Some of the Lakers’ predicted shortcomings — a painfully obvious lack of three-point shooting ability, issues with opposing big men, inconsistent defense — were on full display, but part of the journey of a season is finding out how a team can mask its shortcomings.

“It’s all about the process,” James calmly explained earlier in the day. “It’s not the end of the world on day one.”

It’s not — not even a little. There are 81 more games to be played, 81 more chances for James’ greatness to lead the Lakers to victory.

But watching James hit the break, the ball in his hand, planting his left foot to take off for two forceful points, watching him make all the plays on both ends, it’s easy to get talked out of the reasonable patience this Lakers team will require.

The first chapter of James’ time as a Laker would’ve been so much cleaner, so easier to digest, had the Lakers won. But they didn’t.

Items listed in a dataset
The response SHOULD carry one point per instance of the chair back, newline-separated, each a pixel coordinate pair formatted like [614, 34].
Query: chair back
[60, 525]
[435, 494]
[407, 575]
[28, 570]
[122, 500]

==

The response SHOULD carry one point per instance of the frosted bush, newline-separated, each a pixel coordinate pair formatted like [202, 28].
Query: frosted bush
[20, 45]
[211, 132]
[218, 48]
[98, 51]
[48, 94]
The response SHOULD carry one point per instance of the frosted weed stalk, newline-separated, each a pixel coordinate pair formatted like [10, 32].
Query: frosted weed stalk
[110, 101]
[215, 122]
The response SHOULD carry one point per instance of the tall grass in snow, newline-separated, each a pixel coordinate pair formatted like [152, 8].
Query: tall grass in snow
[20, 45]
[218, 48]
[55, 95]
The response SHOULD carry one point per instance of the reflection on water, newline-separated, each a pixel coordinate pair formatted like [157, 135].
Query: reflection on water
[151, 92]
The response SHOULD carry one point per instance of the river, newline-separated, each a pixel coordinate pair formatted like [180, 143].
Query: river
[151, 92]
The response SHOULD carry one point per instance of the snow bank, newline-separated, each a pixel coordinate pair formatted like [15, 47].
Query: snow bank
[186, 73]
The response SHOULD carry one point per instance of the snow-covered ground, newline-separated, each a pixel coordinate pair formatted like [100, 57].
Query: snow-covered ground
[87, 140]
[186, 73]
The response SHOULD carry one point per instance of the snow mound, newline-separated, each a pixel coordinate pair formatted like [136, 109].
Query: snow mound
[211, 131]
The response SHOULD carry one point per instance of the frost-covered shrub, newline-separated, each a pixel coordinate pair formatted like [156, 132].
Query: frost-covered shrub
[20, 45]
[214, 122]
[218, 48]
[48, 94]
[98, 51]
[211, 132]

● **Task instructions**:
(1) Reproduce the Lakers passage starting at "Some of the" and ending at "team will require.", swapping "victory" out for "a win".
(2) According to the Lakers passage, how many more games remain to be played?
(3) Extend the article about James's first game as a Laker beyond its final sentence.

● **Results of the exercise**:
(1)
Some of the Lakers’ predicted shortcomings — a painfully obvious lack of three-point shooting ability, issues with opposing big men, inconsistent defense — were on full display, but part of the journey of a season is finding out how a team can mask its shortcomings.

“It’s all about the process,” James calmly explained earlier in the day. “It’s not the end of the world on day one.”

It’s not — not even a little. There are 81 more games to be played, 81 more chances for James’ greatness to lead the Lakers to a win.

But watching James hit the break, the ball in his hand, planting his left foot to take off for two forceful points, watching him make all the plays on both ends, it’s easy to get talked out of the reasonable patience this Lakers team will require.

(2) 81

(3)
In his first game as a pro, James lost. In his first game with the Big Three in Miami, he lost. And in the first game of his homecoming back in Cleveland, he lost.

Those stories all turned out just fine — and this one will too. But with someone as great as James, it’s a fool’s errand to ask for patience.

“I’m glad that he’s on our team,” Walton said after the loss.

Because he’s on Walton’s team, no one will be able to be that patient. This Lakers team is built to win, built to make the playoffs, built to be a factor in the end.

It’d be impossible for a team with LeBron James not to be.